Problem to solve>
Copy out the material below, changing each "photo" to "image" and leaving everything else as it is.

---------- Source records ----------

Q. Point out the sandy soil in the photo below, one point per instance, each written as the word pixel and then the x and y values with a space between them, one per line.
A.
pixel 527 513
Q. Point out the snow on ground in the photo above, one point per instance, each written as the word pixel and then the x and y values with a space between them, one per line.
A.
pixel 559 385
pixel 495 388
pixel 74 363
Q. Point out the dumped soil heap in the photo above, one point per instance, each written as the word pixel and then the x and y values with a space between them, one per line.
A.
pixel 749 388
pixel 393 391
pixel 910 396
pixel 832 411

----------

Exercise output>
Q. Point out the sandy soil in the image below, one point per instance, each written as the word pixel and then the x and y values with a space between them, one per line.
A.
pixel 527 513
Q. Point out the snow on ground in the image above, one point per instance, each written as the word pixel and then the x and y values with a space between them, one per line.
A.
pixel 559 385
pixel 495 388
pixel 74 363
Q. Point out the dumped soil heap in the image above, one point per instance, each written as the word pixel and then the x and y values with a space between them, one per line.
A.
pixel 749 388
pixel 393 391
pixel 910 396
pixel 832 411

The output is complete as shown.